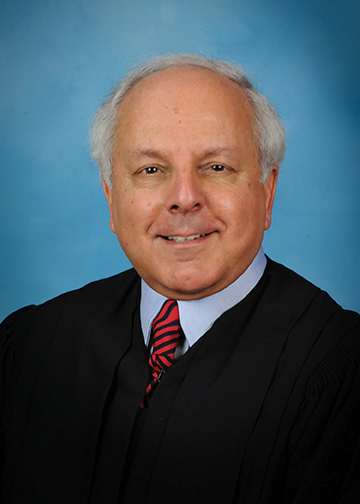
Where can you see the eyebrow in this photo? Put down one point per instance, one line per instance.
(154, 153)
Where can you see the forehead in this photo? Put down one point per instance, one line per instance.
(189, 90)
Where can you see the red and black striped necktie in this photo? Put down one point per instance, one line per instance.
(166, 335)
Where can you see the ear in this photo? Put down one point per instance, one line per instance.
(269, 191)
(108, 194)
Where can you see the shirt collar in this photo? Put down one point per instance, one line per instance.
(198, 315)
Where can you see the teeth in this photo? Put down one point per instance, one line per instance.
(179, 239)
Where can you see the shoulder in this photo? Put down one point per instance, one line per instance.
(97, 292)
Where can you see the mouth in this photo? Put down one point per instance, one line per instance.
(181, 239)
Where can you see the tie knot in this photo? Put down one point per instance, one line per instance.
(166, 336)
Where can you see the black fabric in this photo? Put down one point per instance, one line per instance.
(264, 408)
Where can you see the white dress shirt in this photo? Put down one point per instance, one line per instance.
(198, 315)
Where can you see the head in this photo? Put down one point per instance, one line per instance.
(189, 190)
(267, 126)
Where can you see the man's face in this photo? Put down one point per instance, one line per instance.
(187, 205)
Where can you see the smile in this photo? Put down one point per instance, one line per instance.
(180, 239)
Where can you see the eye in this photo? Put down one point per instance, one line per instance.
(151, 169)
(217, 167)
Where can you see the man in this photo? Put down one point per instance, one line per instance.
(246, 387)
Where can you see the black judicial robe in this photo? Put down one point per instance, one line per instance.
(264, 408)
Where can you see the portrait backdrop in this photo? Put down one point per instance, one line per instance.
(59, 58)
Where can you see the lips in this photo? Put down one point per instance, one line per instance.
(180, 239)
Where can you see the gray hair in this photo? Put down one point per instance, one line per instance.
(268, 129)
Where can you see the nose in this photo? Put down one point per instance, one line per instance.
(185, 193)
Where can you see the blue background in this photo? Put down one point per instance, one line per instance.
(59, 58)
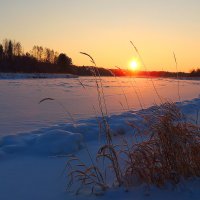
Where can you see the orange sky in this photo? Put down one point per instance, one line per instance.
(104, 29)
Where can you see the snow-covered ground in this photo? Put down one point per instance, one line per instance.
(34, 75)
(31, 162)
(21, 112)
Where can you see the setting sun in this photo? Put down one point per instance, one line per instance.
(133, 65)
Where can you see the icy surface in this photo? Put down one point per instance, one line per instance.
(76, 98)
(32, 165)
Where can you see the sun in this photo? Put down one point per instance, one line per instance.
(133, 65)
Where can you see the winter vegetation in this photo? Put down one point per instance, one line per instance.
(40, 59)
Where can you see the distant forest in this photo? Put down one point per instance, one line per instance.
(40, 59)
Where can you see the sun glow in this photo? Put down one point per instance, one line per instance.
(133, 65)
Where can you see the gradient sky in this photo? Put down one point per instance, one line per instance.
(103, 28)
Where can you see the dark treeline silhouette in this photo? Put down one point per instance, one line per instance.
(195, 73)
(40, 59)
(120, 72)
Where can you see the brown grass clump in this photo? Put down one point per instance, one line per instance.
(169, 152)
(172, 151)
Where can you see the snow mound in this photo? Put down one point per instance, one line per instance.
(69, 138)
(34, 75)
(54, 142)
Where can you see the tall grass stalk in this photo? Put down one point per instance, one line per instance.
(143, 63)
(176, 63)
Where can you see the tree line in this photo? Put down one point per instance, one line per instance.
(45, 60)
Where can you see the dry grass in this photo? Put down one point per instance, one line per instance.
(171, 152)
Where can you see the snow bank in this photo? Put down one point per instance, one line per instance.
(35, 75)
(69, 138)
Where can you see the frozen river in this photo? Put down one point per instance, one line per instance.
(20, 110)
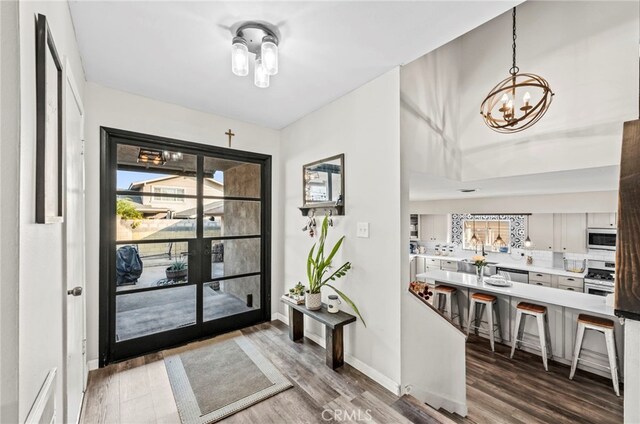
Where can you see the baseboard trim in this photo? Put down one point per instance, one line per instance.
(373, 374)
(437, 402)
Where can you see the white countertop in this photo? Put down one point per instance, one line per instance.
(523, 267)
(580, 301)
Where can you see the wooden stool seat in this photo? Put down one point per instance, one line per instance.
(597, 321)
(531, 307)
(445, 289)
(483, 297)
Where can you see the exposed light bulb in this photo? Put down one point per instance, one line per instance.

* * * * * * *

What is expected —
Return, unchanged, the lines from the one containing "Where can you see the sun in" down to the end of the entries above, inclusive. Images are left out.

Result of this task —
Where can you see the sun in this photo? Put down one point per instance, one line per instance.
(133, 65)
Where can you see the winter vegetation in this photo? Put down one point per instance, one line per instance.
(40, 59)
Where can you see the distant forest in this photo? Put down one point per instance, one line per instance.
(40, 59)
Where can you see the sun glow in this photo? Put down one point per instance, one line per instance.
(133, 65)
Where can you see the gradient sky in this photo? Put down one point per instance, one line per instance.
(103, 28)
Where can you see the dark treeline silhouette in this photo? Put down one point per instance, one line per instance.
(195, 73)
(40, 59)
(120, 72)
Where can you see the brown grass clump in this photo? Put down one point per instance, one line per instance.
(169, 152)
(172, 151)
Where can you see the snow mound in this photo? Put down one point per instance, one line per instance.
(69, 138)
(34, 75)
(54, 142)
Where can you see the tall grass stalk in this photo? Put down one point per instance, one line per instance.
(143, 63)
(176, 63)
Where can you see the tree line in this photo? Put down one point per instance, one line per instance.
(45, 60)
Where can you see the dry grass in this photo? Put down one point per instance, one line per instance.
(171, 152)
Where can you see the snow bank in this photo? Put down one point per instance, one line per instance.
(35, 75)
(69, 138)
Where can you see the frozen river in this photo? Put down one point per instance, one line per instance.
(20, 110)
Where can you see the baseboard trim in this photo? Put down one point per instance, one line per instance.
(373, 374)
(437, 402)
Where can you see the white countertop in this photo? Put down one point per instance, one line per instance.
(523, 267)
(580, 301)
Where can you see the wooden stool seat in this photo? Put down one point per instance, one line per instance.
(597, 321)
(531, 307)
(445, 289)
(483, 297)
Where can you see the exposed light bulb in this photo? Put down one point per instance, one line per instance.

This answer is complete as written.